Gangsta Rap - "House Shoes" - Video
PUBLISHED:  Nov 17, 2007
DESCRIPTION:
http://www.deliciousvinyl.com

—GANGSTA RAP BREATHES NEW BREATH INTO GANGSTA RAP—

Formerly Respectable West Coast Rap Label Delicious Vinyl Confounds Faithful Fans By Releasing Gangsta Rap's The Glockumentary

Every musical genre has one artist that defines it.

Grunge had Nirvana.

Django Reinhardt is synonymous with gypsy jazz.

And gangsta rap will forever be equated with N.W.A.

Big fuggin' deal. Has there ever a group bold enough to name themselves after their chosen genre?

Get ready busters, because now there is: Gangsta Rap.

Meet Murder Mike, Du-Rag, and DJ Ballistics, three house shoes-wearing cronies from Compton.

Meet Gangsta Rap.

Finger waves, dookie braids, and curl activator are back with a vengeance.

Beatdowns, beepers, and A-K spray are here to stay. And Gangsta Rap's The Glockumentary is the album of the year. "Well, it would've been album of the year in 1988," says Murder Mike, Gangsta Rap's jheri-curled giant. "We just couldn't get it put out until 2008."

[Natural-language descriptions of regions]

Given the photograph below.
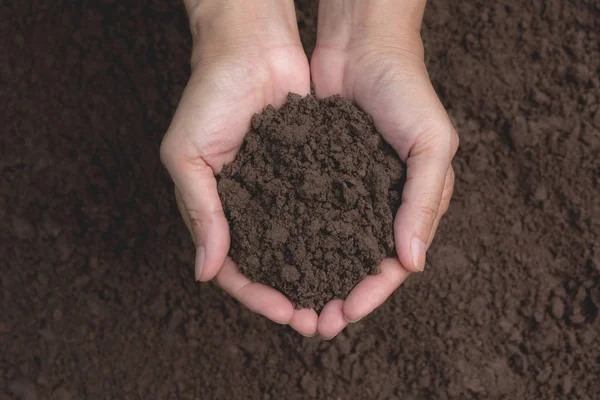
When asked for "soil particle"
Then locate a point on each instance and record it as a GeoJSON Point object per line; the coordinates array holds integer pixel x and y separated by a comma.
{"type": "Point", "coordinates": [311, 199]}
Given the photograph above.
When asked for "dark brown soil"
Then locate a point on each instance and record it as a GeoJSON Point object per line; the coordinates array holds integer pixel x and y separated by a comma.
{"type": "Point", "coordinates": [98, 299]}
{"type": "Point", "coordinates": [311, 199]}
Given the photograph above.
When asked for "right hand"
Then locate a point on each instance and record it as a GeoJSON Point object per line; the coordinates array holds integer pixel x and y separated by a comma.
{"type": "Point", "coordinates": [244, 58]}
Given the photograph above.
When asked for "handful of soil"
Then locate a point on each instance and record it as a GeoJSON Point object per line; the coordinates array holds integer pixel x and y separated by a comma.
{"type": "Point", "coordinates": [311, 199]}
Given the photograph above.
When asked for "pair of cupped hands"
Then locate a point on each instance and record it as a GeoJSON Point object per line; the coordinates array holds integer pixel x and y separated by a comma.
{"type": "Point", "coordinates": [244, 59]}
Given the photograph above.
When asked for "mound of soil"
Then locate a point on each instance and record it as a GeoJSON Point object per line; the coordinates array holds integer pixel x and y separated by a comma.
{"type": "Point", "coordinates": [311, 199]}
{"type": "Point", "coordinates": [97, 291]}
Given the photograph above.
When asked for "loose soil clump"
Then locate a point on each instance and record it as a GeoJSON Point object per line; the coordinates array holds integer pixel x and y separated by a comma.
{"type": "Point", "coordinates": [311, 199]}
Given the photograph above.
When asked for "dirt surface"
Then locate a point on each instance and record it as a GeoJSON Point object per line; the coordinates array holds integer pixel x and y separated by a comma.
{"type": "Point", "coordinates": [98, 298]}
{"type": "Point", "coordinates": [311, 199]}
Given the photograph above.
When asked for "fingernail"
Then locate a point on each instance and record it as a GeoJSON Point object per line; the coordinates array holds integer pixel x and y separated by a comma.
{"type": "Point", "coordinates": [418, 250]}
{"type": "Point", "coordinates": [351, 321]}
{"type": "Point", "coordinates": [200, 253]}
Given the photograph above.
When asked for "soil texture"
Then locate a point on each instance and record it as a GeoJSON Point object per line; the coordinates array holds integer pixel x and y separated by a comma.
{"type": "Point", "coordinates": [311, 199]}
{"type": "Point", "coordinates": [97, 291]}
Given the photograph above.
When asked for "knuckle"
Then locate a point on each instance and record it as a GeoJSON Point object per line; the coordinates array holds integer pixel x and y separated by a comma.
{"type": "Point", "coordinates": [427, 212]}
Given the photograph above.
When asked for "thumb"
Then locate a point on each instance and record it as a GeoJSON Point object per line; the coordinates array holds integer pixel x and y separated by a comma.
{"type": "Point", "coordinates": [427, 164]}
{"type": "Point", "coordinates": [201, 209]}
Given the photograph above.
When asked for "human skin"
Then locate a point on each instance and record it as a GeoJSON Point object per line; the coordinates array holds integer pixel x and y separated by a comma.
{"type": "Point", "coordinates": [247, 55]}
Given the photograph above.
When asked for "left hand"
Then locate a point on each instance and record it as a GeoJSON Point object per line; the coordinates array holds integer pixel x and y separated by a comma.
{"type": "Point", "coordinates": [372, 53]}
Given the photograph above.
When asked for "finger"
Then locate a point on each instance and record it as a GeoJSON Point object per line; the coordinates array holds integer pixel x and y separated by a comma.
{"type": "Point", "coordinates": [325, 64]}
{"type": "Point", "coordinates": [259, 298]}
{"type": "Point", "coordinates": [374, 290]}
{"type": "Point", "coordinates": [331, 320]}
{"type": "Point", "coordinates": [201, 208]}
{"type": "Point", "coordinates": [305, 322]}
{"type": "Point", "coordinates": [444, 204]}
{"type": "Point", "coordinates": [427, 165]}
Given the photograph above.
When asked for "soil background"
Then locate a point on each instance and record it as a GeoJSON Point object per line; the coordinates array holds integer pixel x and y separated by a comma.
{"type": "Point", "coordinates": [97, 289]}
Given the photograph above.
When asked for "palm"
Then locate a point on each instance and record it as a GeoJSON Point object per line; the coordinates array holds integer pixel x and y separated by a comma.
{"type": "Point", "coordinates": [207, 131]}
{"type": "Point", "coordinates": [392, 86]}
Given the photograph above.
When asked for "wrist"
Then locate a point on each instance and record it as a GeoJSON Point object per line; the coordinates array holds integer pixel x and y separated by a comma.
{"type": "Point", "coordinates": [221, 27]}
{"type": "Point", "coordinates": [343, 23]}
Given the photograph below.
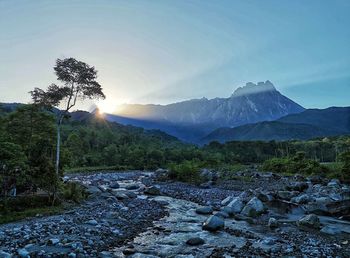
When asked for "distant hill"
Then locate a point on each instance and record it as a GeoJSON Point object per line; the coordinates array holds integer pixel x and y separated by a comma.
{"type": "Point", "coordinates": [191, 120]}
{"type": "Point", "coordinates": [306, 125]}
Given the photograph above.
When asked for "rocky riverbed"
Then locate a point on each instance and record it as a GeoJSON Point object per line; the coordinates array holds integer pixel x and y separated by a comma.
{"type": "Point", "coordinates": [133, 214]}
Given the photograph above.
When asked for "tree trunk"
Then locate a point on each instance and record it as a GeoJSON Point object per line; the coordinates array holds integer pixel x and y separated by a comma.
{"type": "Point", "coordinates": [58, 145]}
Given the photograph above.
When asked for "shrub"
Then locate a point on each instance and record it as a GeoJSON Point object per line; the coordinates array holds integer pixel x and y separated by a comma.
{"type": "Point", "coordinates": [187, 171]}
{"type": "Point", "coordinates": [295, 164]}
{"type": "Point", "coordinates": [74, 192]}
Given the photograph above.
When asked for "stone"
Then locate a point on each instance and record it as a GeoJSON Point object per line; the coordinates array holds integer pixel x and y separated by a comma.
{"type": "Point", "coordinates": [230, 211]}
{"type": "Point", "coordinates": [298, 186]}
{"type": "Point", "coordinates": [114, 185]}
{"type": "Point", "coordinates": [222, 214]}
{"type": "Point", "coordinates": [213, 223]}
{"type": "Point", "coordinates": [334, 183]}
{"type": "Point", "coordinates": [23, 253]}
{"type": "Point", "coordinates": [273, 223]}
{"type": "Point", "coordinates": [204, 210]}
{"type": "Point", "coordinates": [330, 230]}
{"type": "Point", "coordinates": [129, 251]}
{"type": "Point", "coordinates": [227, 200]}
{"type": "Point", "coordinates": [253, 208]}
{"type": "Point", "coordinates": [302, 199]}
{"type": "Point", "coordinates": [5, 254]}
{"type": "Point", "coordinates": [91, 222]}
{"type": "Point", "coordinates": [54, 241]}
{"type": "Point", "coordinates": [195, 241]}
{"type": "Point", "coordinates": [132, 187]}
{"type": "Point", "coordinates": [152, 190]}
{"type": "Point", "coordinates": [310, 220]}
{"type": "Point", "coordinates": [236, 205]}
{"type": "Point", "coordinates": [285, 195]}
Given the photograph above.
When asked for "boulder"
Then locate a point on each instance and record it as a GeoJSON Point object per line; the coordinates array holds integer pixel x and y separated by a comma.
{"type": "Point", "coordinates": [23, 253]}
{"type": "Point", "coordinates": [230, 211]}
{"type": "Point", "coordinates": [286, 195]}
{"type": "Point", "coordinates": [253, 208]}
{"type": "Point", "coordinates": [195, 241]}
{"type": "Point", "coordinates": [298, 186]}
{"type": "Point", "coordinates": [227, 200]}
{"type": "Point", "coordinates": [114, 185]}
{"type": "Point", "coordinates": [273, 223]}
{"type": "Point", "coordinates": [222, 214]}
{"type": "Point", "coordinates": [213, 223]}
{"type": "Point", "coordinates": [236, 205]}
{"type": "Point", "coordinates": [152, 190]}
{"type": "Point", "coordinates": [204, 210]}
{"type": "Point", "coordinates": [310, 220]}
{"type": "Point", "coordinates": [330, 230]}
{"type": "Point", "coordinates": [132, 187]}
{"type": "Point", "coordinates": [5, 255]}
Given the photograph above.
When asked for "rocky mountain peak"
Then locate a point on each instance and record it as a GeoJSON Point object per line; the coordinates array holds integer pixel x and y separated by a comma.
{"type": "Point", "coordinates": [252, 88]}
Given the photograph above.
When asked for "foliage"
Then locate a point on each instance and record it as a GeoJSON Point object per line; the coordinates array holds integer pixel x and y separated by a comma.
{"type": "Point", "coordinates": [79, 83]}
{"type": "Point", "coordinates": [74, 192]}
{"type": "Point", "coordinates": [345, 169]}
{"type": "Point", "coordinates": [186, 171]}
{"type": "Point", "coordinates": [296, 164]}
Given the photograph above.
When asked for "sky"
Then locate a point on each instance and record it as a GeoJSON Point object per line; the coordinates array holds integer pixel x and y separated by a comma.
{"type": "Point", "coordinates": [164, 51]}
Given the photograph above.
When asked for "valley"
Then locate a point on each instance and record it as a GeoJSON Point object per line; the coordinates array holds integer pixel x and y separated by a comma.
{"type": "Point", "coordinates": [138, 214]}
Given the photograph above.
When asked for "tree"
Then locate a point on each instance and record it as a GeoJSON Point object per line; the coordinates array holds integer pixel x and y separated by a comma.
{"type": "Point", "coordinates": [78, 83]}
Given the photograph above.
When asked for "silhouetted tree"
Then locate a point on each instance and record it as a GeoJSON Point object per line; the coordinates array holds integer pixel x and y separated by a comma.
{"type": "Point", "coordinates": [78, 83]}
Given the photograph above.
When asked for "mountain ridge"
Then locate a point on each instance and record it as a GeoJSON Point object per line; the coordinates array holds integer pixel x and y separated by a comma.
{"type": "Point", "coordinates": [248, 104]}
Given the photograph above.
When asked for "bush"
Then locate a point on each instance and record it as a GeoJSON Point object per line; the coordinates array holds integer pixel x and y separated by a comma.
{"type": "Point", "coordinates": [187, 171]}
{"type": "Point", "coordinates": [74, 192]}
{"type": "Point", "coordinates": [295, 164]}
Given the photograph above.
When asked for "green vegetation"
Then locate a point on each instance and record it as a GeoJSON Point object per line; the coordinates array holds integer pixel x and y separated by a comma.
{"type": "Point", "coordinates": [186, 171]}
{"type": "Point", "coordinates": [295, 164]}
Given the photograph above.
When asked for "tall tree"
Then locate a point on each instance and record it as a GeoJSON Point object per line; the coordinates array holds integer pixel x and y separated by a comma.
{"type": "Point", "coordinates": [78, 83]}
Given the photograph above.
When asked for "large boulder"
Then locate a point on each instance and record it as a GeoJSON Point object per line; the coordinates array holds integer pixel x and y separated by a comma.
{"type": "Point", "coordinates": [310, 221]}
{"type": "Point", "coordinates": [236, 205]}
{"type": "Point", "coordinates": [204, 210]}
{"type": "Point", "coordinates": [152, 190]}
{"type": "Point", "coordinates": [213, 223]}
{"type": "Point", "coordinates": [253, 208]}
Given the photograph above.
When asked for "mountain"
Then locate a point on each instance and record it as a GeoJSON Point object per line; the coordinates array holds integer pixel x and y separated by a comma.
{"type": "Point", "coordinates": [302, 126]}
{"type": "Point", "coordinates": [191, 120]}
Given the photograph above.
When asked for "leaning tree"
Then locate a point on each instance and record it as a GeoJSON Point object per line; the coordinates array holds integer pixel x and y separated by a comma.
{"type": "Point", "coordinates": [78, 82]}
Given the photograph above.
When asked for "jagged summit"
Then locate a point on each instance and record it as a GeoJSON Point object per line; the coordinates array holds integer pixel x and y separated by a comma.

### WORK TASK
Reproduce the part of the Gangsta Rap album announcement starting with "Big fuggin' deal." and going on through "Meet Gangsta Rap.".

### ANSWER TO THIS EXERCISE
Big fuggin' deal. Has there ever a group bold enough to name themselves after their chosen genre?

Get ready busters, because now there is: Gangsta Rap.

Meet Murder Mike, Du-Rag, and DJ Ballistics, three house shoes-wearing cronies from Compton.

Meet Gangsta Rap.